**PROBLEM**. Scale every coordinate in the answers by 1.3 as you reproduce all of the lines below in full, rounding each result to the nearest whole number with halves rounded up. Leave all other numbers unchanged.

---------- DATA TO PROCESS

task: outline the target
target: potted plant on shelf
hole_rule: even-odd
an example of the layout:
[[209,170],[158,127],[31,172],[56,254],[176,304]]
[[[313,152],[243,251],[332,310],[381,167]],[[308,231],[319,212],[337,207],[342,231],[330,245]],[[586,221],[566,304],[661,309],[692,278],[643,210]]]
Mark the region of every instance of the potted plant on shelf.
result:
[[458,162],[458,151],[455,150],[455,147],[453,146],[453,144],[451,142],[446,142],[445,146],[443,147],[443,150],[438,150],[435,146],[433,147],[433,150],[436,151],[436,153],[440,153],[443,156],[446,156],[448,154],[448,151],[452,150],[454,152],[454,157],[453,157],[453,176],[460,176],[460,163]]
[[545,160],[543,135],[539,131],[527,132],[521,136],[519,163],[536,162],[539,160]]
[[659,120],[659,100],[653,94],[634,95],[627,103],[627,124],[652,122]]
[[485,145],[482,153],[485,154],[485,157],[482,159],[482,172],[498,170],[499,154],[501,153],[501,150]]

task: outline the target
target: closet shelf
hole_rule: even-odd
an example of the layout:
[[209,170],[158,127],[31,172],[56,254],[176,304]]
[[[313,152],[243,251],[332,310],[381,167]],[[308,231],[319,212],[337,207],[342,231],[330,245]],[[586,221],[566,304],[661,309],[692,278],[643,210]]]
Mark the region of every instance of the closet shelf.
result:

--------------------

**CORRECT OUTPUT**.
task: outline the target
target: potted plant on shelf
hole_rule: even-odd
an example of the layout:
[[209,170],[158,127],[31,172],[56,254],[176,304]]
[[[313,152],[243,251],[332,310],[381,167]],[[308,231],[319,212],[337,207],[342,231],[330,245]],[[586,221],[566,304],[661,309],[692,278],[643,210]]]
Mark the region of every instance of the potted plant on shelf.
result:
[[595,211],[595,196],[592,195],[592,191],[589,190],[589,187],[586,185],[580,185],[579,190],[576,191],[576,195],[569,195],[566,190],[563,191],[563,195],[567,196],[567,199],[572,199],[576,203],[580,203],[582,200],[582,196],[588,195],[590,198],[590,204],[589,204],[589,229],[598,229],[598,212]]
[[709,208],[706,176],[701,170],[685,172],[677,177],[675,212],[697,211],[701,208]]
[[857,156],[857,130],[849,122],[824,124],[815,134],[815,161],[848,159]]
[[631,189],[627,199],[631,200],[631,204],[627,207],[627,224],[647,221],[649,200],[651,199],[651,195]]

task: outline the target
target: closet shelf
hole_rule: even-odd
an example of the layout:
[[209,170],[158,127],[31,172],[56,254],[176,304]]
[[[313,152],[243,251],[332,310],[381,167]],[[308,231],[319,212],[337,207],[342,231],[330,245]],[[586,221],[566,304],[661,309],[692,278],[643,210]]]
Mark the region of every instance of the closet shelf.
result:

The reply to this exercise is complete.